[Begin Selected excerpt]
Remember; It’s okay to think outside the box. Just make sure that the judges can find the
box!
-
Making up variations on the spot. The
judges have no way of knowing whether you’ve planned or not planned in
advance* how your pieces are coming out as they hear them. No one gets
extra points for on-the-spot creativity, so it’s senseless to attempt, and
dangerous should you lose your footing, which is easy to do when even you
don’t know how the final product is going to turn out. I know
contestants who have done this, and if they’ve gotten anywhere with this
strategy, it’s taken them years to win the prize. Don’t frustrate
yourself with this tactic.
*By “in advance,” I mean at least
one month’s time. I was aghast when one contestant shared that
he decides a few days ahead of a contest what he’ll play and how, and that
planning “so far ahead just [wasn’t his] style.” Note that this
last-minute “plan” isn’t arranging; it’s improvising, which
is subject to the same degree of faltering that no contestant should ever
entertain. If you mean business by competing, the music you play needs
to mean business, too. Map out ahead of time how you're going to
render a tune. (Keep reading for how-to.)
-
Pieces that are too long or too short. As
I mentioned a few points ago, self-composed
pieces have traditionally gone on forever, putting the judges to sleep.
Conversely, a piece that’s too short may not give the judges enough material
to go by.
There is a statement
in the Walnut Valley rules stipulating a maximum playing time of five
minutes for all contests except fiddle. That’s a sticky spot in my
mind, given that “hit length” in the 1960s was three minutes. But the reason for stating a time limit is simple: Some
contestants have played single pieces lasting up to eight minutes (which, as one
judge pointed out, also increases the contestant’s margin of error).
If enough contestants go that
route, they collectively risk throwing off the festival’s performance
schedule, aside from boring the judges to tears. Many of the pieces in
my own repertoire hover around three minutes, and I can say quite a bit
through a tune in that amount of
time. While no one is going to drag you off the stage with a hook if
you go a little over the five-minute mark, the advice here is simple: Don’t
wear out your welcome, and always leave ’em wanting more. (By the
way, the average length of each piece
in the 2006 Fingerpicked Guitar Championship at the Walnut Valley Festival was 8 1/2
minutes. Ironically, the
winner’s pieces lasted three minutes each. What was that about hit
length?)
-
Playing without expression. One volume all
the way through risks getting a bit wearing, despite your best variations.
[End Selected excerpt]
[Begin Dataset excerpts]
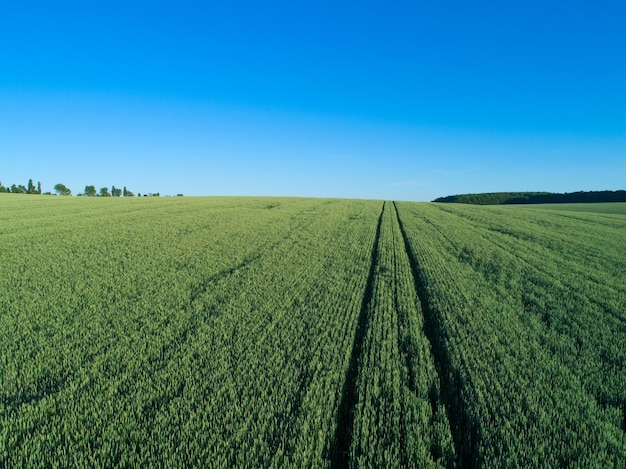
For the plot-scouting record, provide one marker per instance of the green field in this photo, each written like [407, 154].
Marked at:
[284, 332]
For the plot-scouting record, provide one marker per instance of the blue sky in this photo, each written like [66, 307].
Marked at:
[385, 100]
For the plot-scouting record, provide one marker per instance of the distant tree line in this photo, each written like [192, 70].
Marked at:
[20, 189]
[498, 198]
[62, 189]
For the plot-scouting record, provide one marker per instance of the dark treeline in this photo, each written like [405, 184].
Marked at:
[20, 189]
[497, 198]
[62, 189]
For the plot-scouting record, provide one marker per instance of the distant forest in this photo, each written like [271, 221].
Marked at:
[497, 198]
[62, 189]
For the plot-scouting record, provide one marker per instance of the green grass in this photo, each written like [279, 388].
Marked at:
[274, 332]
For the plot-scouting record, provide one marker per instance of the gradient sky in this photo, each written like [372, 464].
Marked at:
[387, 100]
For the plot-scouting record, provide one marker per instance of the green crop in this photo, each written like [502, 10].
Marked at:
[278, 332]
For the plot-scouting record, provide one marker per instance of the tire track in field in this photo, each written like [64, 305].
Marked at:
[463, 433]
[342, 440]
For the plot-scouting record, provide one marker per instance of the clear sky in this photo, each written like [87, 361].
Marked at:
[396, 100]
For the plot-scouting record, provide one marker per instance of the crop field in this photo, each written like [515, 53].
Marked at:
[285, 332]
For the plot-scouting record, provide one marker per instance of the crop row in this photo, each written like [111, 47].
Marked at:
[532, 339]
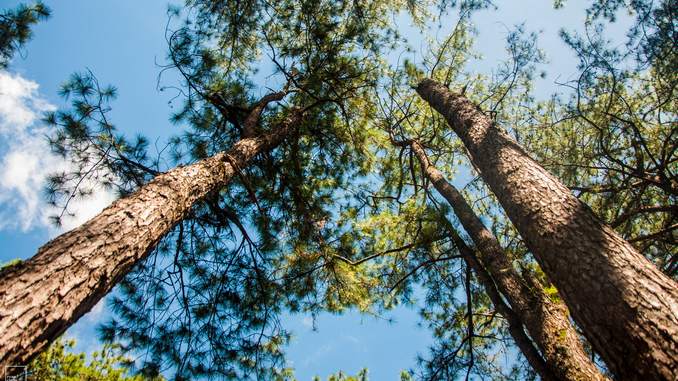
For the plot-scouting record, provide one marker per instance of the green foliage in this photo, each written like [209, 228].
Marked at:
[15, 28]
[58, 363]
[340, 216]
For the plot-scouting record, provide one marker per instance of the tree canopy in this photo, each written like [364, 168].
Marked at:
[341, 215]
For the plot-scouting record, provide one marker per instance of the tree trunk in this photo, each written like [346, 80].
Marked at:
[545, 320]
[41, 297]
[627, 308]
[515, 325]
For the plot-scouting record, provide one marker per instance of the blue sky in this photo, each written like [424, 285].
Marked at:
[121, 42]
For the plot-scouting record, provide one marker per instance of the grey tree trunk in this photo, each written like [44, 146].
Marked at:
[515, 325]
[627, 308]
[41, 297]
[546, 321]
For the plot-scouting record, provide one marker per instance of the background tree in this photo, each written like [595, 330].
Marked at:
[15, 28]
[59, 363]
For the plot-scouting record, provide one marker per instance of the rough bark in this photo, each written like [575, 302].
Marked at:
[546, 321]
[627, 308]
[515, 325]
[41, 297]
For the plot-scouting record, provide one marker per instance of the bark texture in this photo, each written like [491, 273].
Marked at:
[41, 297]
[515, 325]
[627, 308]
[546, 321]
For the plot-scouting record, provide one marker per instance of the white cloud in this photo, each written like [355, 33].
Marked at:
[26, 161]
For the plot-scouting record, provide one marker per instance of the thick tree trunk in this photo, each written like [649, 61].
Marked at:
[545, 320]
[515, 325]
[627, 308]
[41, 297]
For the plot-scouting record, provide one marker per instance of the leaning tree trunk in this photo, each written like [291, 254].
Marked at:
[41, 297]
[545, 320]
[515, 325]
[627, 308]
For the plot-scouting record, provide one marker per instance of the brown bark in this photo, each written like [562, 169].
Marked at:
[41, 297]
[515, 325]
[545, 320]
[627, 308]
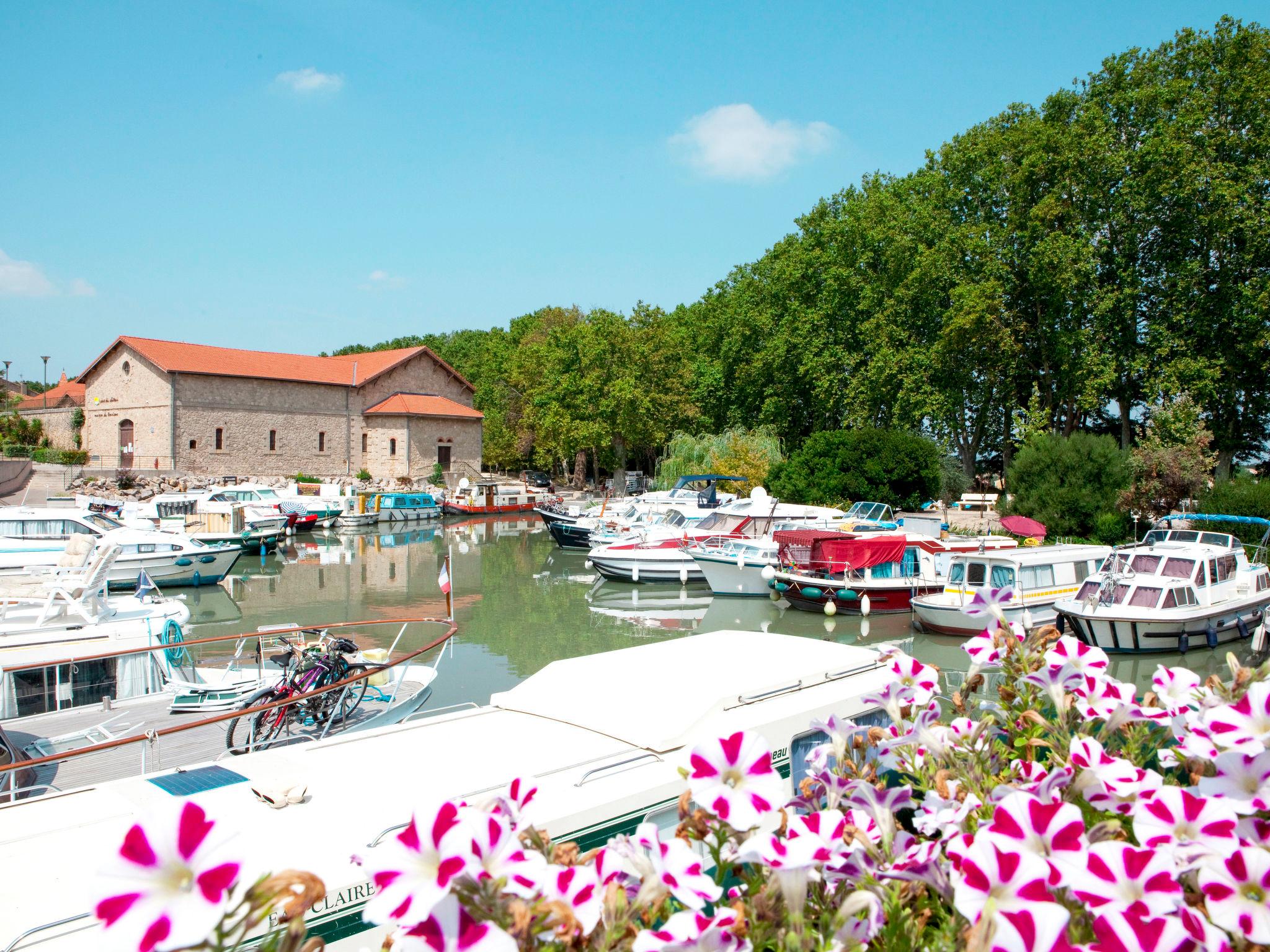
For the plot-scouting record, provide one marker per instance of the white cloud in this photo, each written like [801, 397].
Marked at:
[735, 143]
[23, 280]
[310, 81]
[End Dataset excerpts]
Please reproduce the passage of the contest advice text between "Conversely, a piece" and "margin of error).", inclusive.

Result of the exercise:
Conversely, a piece that’s too short may not give the judges enough material
to go by.
There is a statement
in the Walnut Valley rules stipulating a maximum playing time of five
minutes for all contests except fiddle. That’s a sticky spot in my
mind, given that “hit length” in the 1960s was three minutes. But the reason for stating a time limit is simple: Some
contestants have played single pieces lasting up to eight minutes (which, as one
judge pointed out, also increases the contestant’s margin of error).